**** Dataset content ****

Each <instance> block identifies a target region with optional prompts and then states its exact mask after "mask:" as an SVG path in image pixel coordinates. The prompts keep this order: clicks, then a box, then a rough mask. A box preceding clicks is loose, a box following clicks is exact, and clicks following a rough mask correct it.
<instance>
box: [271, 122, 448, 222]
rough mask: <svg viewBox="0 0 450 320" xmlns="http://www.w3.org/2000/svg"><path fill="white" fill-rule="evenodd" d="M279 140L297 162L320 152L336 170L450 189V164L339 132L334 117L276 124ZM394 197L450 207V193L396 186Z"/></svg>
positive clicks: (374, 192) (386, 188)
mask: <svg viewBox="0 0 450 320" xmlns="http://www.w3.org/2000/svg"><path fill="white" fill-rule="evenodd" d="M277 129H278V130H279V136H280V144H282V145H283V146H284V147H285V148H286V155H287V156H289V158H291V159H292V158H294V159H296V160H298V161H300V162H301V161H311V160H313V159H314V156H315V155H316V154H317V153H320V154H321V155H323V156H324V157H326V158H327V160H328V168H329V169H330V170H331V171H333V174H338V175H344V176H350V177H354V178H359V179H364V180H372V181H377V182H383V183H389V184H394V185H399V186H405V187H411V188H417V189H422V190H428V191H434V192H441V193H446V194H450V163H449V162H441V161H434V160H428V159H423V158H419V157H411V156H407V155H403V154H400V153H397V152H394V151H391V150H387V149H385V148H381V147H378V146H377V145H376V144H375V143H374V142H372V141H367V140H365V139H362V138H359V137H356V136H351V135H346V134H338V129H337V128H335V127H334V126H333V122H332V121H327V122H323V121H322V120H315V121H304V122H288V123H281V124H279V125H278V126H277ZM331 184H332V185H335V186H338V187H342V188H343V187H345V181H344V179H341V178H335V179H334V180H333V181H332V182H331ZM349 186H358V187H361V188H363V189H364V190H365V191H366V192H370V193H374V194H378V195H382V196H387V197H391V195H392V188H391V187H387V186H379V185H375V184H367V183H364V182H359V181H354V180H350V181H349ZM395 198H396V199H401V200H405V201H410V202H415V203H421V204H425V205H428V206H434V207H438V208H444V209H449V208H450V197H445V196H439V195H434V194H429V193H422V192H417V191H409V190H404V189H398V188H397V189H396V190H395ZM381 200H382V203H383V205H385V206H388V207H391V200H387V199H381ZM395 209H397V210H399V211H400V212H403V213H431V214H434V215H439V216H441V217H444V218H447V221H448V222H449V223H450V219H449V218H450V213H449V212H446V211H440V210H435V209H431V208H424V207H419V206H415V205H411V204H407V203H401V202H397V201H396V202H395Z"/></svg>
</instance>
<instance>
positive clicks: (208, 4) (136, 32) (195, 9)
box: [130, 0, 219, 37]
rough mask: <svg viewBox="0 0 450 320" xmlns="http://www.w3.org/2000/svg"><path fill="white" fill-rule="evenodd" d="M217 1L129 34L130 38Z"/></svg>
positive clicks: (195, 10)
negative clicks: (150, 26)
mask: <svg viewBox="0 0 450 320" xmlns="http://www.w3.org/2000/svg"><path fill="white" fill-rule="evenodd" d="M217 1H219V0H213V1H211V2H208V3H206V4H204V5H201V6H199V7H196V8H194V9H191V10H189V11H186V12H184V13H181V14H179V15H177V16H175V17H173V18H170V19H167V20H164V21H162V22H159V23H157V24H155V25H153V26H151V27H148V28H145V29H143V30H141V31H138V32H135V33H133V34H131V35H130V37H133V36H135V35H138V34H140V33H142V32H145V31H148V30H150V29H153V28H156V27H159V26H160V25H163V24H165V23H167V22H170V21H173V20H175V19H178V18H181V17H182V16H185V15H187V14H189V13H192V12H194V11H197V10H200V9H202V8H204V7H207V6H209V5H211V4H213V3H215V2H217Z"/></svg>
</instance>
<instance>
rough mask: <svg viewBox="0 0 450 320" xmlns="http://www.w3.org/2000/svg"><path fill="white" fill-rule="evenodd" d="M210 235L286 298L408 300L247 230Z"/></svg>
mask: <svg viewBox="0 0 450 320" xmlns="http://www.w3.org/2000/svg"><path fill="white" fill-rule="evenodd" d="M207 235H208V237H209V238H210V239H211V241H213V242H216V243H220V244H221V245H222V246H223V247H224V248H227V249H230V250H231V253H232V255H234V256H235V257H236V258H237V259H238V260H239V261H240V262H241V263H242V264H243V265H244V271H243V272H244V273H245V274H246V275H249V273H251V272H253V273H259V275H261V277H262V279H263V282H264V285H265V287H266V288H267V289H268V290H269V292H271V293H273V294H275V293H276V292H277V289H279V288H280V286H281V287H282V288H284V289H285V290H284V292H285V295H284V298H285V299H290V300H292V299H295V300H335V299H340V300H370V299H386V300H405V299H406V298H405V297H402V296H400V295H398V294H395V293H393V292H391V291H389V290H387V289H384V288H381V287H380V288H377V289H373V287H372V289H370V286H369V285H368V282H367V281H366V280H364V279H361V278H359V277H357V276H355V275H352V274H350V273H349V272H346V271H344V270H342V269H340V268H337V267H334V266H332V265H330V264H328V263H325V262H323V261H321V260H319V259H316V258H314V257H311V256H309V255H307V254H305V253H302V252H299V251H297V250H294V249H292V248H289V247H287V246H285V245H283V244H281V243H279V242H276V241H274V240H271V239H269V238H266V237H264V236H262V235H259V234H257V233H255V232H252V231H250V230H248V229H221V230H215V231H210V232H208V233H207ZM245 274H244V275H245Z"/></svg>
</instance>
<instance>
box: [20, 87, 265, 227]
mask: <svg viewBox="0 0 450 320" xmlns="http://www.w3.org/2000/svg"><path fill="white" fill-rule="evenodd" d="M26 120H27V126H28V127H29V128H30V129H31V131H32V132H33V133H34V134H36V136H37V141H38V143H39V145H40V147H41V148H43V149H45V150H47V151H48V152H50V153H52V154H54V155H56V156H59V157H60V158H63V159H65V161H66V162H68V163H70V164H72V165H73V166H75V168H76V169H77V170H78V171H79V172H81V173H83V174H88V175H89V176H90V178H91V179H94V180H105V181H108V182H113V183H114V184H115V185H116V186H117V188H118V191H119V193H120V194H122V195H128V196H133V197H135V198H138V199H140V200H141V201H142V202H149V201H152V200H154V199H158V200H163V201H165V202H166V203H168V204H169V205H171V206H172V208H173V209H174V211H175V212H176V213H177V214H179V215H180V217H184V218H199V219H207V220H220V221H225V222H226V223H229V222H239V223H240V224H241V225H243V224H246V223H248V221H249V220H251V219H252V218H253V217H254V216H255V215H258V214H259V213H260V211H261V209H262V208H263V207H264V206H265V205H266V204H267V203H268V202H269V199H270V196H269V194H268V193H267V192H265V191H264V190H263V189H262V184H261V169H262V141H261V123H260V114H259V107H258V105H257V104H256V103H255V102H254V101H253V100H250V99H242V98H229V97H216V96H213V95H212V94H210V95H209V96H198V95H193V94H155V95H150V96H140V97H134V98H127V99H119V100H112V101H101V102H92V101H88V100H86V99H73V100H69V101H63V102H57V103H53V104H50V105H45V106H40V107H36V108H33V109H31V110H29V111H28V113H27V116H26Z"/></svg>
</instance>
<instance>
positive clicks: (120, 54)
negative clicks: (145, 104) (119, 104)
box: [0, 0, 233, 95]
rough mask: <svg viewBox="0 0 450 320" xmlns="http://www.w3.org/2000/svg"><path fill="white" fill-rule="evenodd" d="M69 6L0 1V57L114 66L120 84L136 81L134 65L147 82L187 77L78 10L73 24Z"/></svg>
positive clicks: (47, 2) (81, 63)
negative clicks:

****

• Exercise prompt:
Copy out the full set of entries without altering anything.

• Answer space:
Each <instance> block identifies a target region with optional prompts and then states its exact mask after "mask:" as an SVG path in image pixel coordinates. The prompts keep this order: clicks, then a box, then a rough mask. A box preceding clicks is loose, a box following clicks is exact, and clicks following a rough mask correct it.
<instance>
box: [271, 122, 448, 222]
rough mask: <svg viewBox="0 0 450 320" xmlns="http://www.w3.org/2000/svg"><path fill="white" fill-rule="evenodd" d="M279 140L297 162L320 152L336 170L450 189V164L339 132L334 117L276 124ZM394 197L450 207V193L396 186Z"/></svg>
positive clicks: (374, 192) (386, 188)
mask: <svg viewBox="0 0 450 320" xmlns="http://www.w3.org/2000/svg"><path fill="white" fill-rule="evenodd" d="M277 129H278V130H279V136H280V144H282V145H283V146H284V147H285V148H286V155H287V156H289V158H291V159H292V158H294V159H296V160H298V161H300V162H301V161H311V160H313V159H314V156H315V155H316V154H317V153H320V154H321V155H323V156H324V157H326V158H327V160H328V168H329V169H330V170H331V171H333V174H338V175H344V176H350V177H354V178H359V179H364V180H372V181H377V182H383V183H389V184H394V185H399V186H405V187H411V188H417V189H422V190H428V191H434V192H441V193H446V194H450V163H449V162H441V161H434V160H428V159H423V158H419V157H411V156H407V155H403V154H400V153H397V152H394V151H391V150H387V149H385V148H381V147H378V146H377V145H376V144H375V143H374V142H372V141H367V140H365V139H362V138H359V137H356V136H351V135H346V134H338V129H337V128H335V127H334V126H333V122H332V121H327V122H323V121H322V120H315V121H304V122H288V123H281V124H279V125H278V126H277ZM331 184H332V185H335V186H338V187H342V188H343V187H345V181H344V179H341V178H335V179H334V180H333V181H332V182H331ZM349 186H358V187H361V188H363V189H364V190H365V191H366V192H370V193H374V194H378V195H382V196H387V197H391V195H392V188H391V187H387V186H379V185H375V184H367V183H364V182H359V181H354V180H350V181H349ZM395 198H396V199H401V200H405V201H410V202H415V203H421V204H425V205H428V206H434V207H438V208H444V209H449V208H450V197H445V196H439V195H434V194H429V193H422V192H417V191H409V190H404V189H398V188H397V189H396V190H395ZM381 200H382V203H383V205H385V206H388V207H391V200H387V199H381ZM395 209H397V210H399V211H400V212H403V213H431V214H434V215H439V216H441V217H444V218H447V221H448V222H449V223H450V219H449V218H450V213H449V212H446V211H440V210H435V209H431V208H424V207H419V206H415V205H411V204H407V203H401V202H397V201H396V202H395Z"/></svg>
</instance>
<instance>
positive clicks: (208, 4) (136, 32) (195, 9)
box: [130, 0, 219, 37]
rough mask: <svg viewBox="0 0 450 320" xmlns="http://www.w3.org/2000/svg"><path fill="white" fill-rule="evenodd" d="M217 1L129 34L130 38Z"/></svg>
positive clicks: (195, 10)
negative clicks: (150, 26)
mask: <svg viewBox="0 0 450 320" xmlns="http://www.w3.org/2000/svg"><path fill="white" fill-rule="evenodd" d="M217 1H219V0H213V1H211V2H208V3H206V4H204V5H201V6H199V7H196V8H194V9H191V10H189V11H186V12H184V13H181V14H179V15H177V16H175V17H173V18H170V19H167V20H164V21H162V22H159V23H157V24H155V25H153V26H151V27H148V28H145V29H143V30H141V31H138V32H135V33H133V34H131V35H130V37H133V36H135V35H138V34H140V33H142V32H145V31H148V30H150V29H153V28H156V27H159V26H160V25H163V24H165V23H167V22H170V21H173V20H175V19H178V18H181V17H182V16H185V15H187V14H189V13H192V12H194V11H197V10H200V9H202V8H204V7H207V6H209V5H211V4H213V3H215V2H217Z"/></svg>
</instance>
<instance>
rough mask: <svg viewBox="0 0 450 320" xmlns="http://www.w3.org/2000/svg"><path fill="white" fill-rule="evenodd" d="M210 235L286 298L408 300L247 230Z"/></svg>
mask: <svg viewBox="0 0 450 320" xmlns="http://www.w3.org/2000/svg"><path fill="white" fill-rule="evenodd" d="M207 235H208V237H209V238H210V239H211V241H213V242H216V243H220V244H221V245H222V246H223V247H224V248H227V249H230V250H231V253H232V255H234V256H235V257H236V258H237V259H238V260H239V261H240V262H241V263H242V264H243V265H244V271H243V272H244V273H245V274H246V275H249V273H251V272H253V273H259V275H261V277H262V279H263V282H264V285H265V287H266V288H267V289H268V290H269V292H271V293H273V294H275V293H276V292H277V289H279V288H280V286H281V287H282V288H284V289H285V290H284V292H285V295H284V298H285V299H290V300H292V299H295V300H335V299H340V300H370V299H386V300H405V299H406V298H405V297H402V296H400V295H398V294H395V293H393V292H391V291H389V290H387V289H384V288H381V287H380V288H377V289H373V287H372V289H370V286H369V285H368V282H367V281H366V280H364V279H361V278H359V277H357V276H355V275H352V274H350V273H349V272H346V271H344V270H342V269H340V268H337V267H334V266H332V265H330V264H328V263H325V262H323V261H321V260H319V259H316V258H314V257H311V256H309V255H307V254H305V253H302V252H299V251H297V250H294V249H292V248H289V247H287V246H285V245H283V244H281V243H279V242H276V241H274V240H271V239H269V238H266V237H264V236H262V235H259V234H257V233H255V232H252V231H250V230H248V229H221V230H215V231H210V232H208V233H207ZM245 274H244V275H245Z"/></svg>
</instance>
<instance>
box: [20, 87, 265, 227]
mask: <svg viewBox="0 0 450 320" xmlns="http://www.w3.org/2000/svg"><path fill="white" fill-rule="evenodd" d="M26 120H27V126H28V127H29V128H30V129H31V131H32V132H33V133H34V134H36V136H37V141H38V143H39V145H40V147H41V148H43V149H45V150H47V151H48V152H50V153H52V154H54V155H56V156H59V157H60V158H63V159H65V161H66V162H68V163H70V164H72V165H73V166H75V168H76V169H77V170H78V171H79V172H81V173H83V174H88V175H89V176H90V178H91V179H94V180H105V181H108V182H113V183H114V184H115V185H116V186H117V188H118V191H119V193H120V194H122V195H128V196H133V197H135V198H138V199H140V200H141V201H142V202H149V201H152V200H154V199H158V200H163V201H165V202H166V203H168V204H169V205H171V206H172V208H173V209H174V211H175V212H176V213H177V214H179V215H180V217H184V218H199V219H207V220H220V221H225V222H226V223H229V222H239V223H240V224H241V225H243V224H246V223H248V221H249V220H251V219H252V218H253V217H254V216H255V215H258V214H259V213H260V211H261V209H262V208H263V207H264V206H265V205H266V204H267V203H268V202H269V199H270V196H269V194H268V193H267V192H265V191H264V190H263V189H262V184H261V169H262V141H261V123H260V114H259V107H258V105H257V104H256V103H255V102H254V101H253V100H250V99H242V98H229V97H216V96H213V95H212V94H210V95H209V96H198V95H193V94H155V95H150V96H140V97H134V98H127V99H119V100H112V101H101V102H92V101H88V100H86V99H73V100H69V101H63V102H57V103H53V104H50V105H45V106H40V107H36V108H33V109H31V110H29V111H28V113H27V116H26Z"/></svg>
</instance>
<instance>
positive clicks: (120, 54)
negative clicks: (145, 104) (119, 104)
box: [0, 0, 233, 95]
rough mask: <svg viewBox="0 0 450 320" xmlns="http://www.w3.org/2000/svg"><path fill="white" fill-rule="evenodd" d="M69 6L0 1V57L114 66L120 84L136 81L134 65L147 82L187 77L78 10L73 24Z"/></svg>
positive clicks: (47, 2) (81, 63)
negative clicks:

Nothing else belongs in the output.